Исходный текст
—————

Дядюшка Бунми (Танапат Саисаймар) живет в доме на горе посреди джунглей и готовится умереть от почечной недостаточности: с медицинскими процедурами помогает гастарбайтер-лаосец (Самуд Кугасан), а с духовными — воспоминания о прошлых жизнях. Когда навестить больного приезжают свояченица (Дженджира Понгпас) с племянником (Сакда Кэубуади), за столом к ним присоединяется призрак жены (Наттакарн Апайвон), затем из леса выходит заросшее шерстью существо с красными глазами (Гирасак Кулон), которое оказывается давно пропавшим сыном, но все это в порядке вещей, так что течение жизни нисколько не нарушается.
В одной из прошлых жизней дядюшка вроде бы был принцессой (Валлапа Монгколпрасет) и вступал в плотские до метафизичности отношения с сомом в пруду — и это тоже в порядке вещей.

—————

Собранные данные
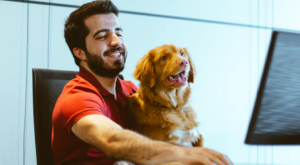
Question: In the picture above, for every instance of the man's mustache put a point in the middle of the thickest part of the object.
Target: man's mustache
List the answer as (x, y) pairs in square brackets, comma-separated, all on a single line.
[(113, 50)]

—————

Задачи для работы
[1] От какой болезни готовится умереть герой текста о дядюшке Бунми?
[2] Перескажите короче, в виде списка, абзац из текста о дядюшке Бунми, который начинается словами «Дядюшка Бунми (Танапат Саисаймар) живет». Главные факты сохраните.
[3] Выпишите без изменений отрывок из текста о дядюшке Бунми, который открывается словами «В одной из прошлых» и заканчивается словами «в порядке вещей.».

Ответы по заданиям
[1] От почечной недостаточности.

[2]
- Дядюшка Бунми (Танапат Саисаймар) живет в доме на горе среди джунглей и готовится умереть от почечной недостаточности.
- С медицинскими процедурами ему помогает гастарбайтер-лаосец (Самуд Кугасан), с духовными — воспоминания о прошлых жизнях.
- Навестить его приезжают свояченица (Дженджира Понгпас) и племянник (Сакда Кэубуади).
- За столом к ним присоединяется призрак жены (Наттакарн Апайвон).
- Из леса выходит заросшее шерстью существо с красными глазами (Гирасак Кулон). Оно оказывается давно пропавшим сыном.
- Все это в порядке вещей, и течение жизни нисколько не нарушается.

[3]
В одной из прошлых жизней дядюшка вроде бы был принцессой (Валлапа Монгколпрасет) и вступал в плотские до метафизичности отношения с сомом в пруду — и это тоже в порядке вещей.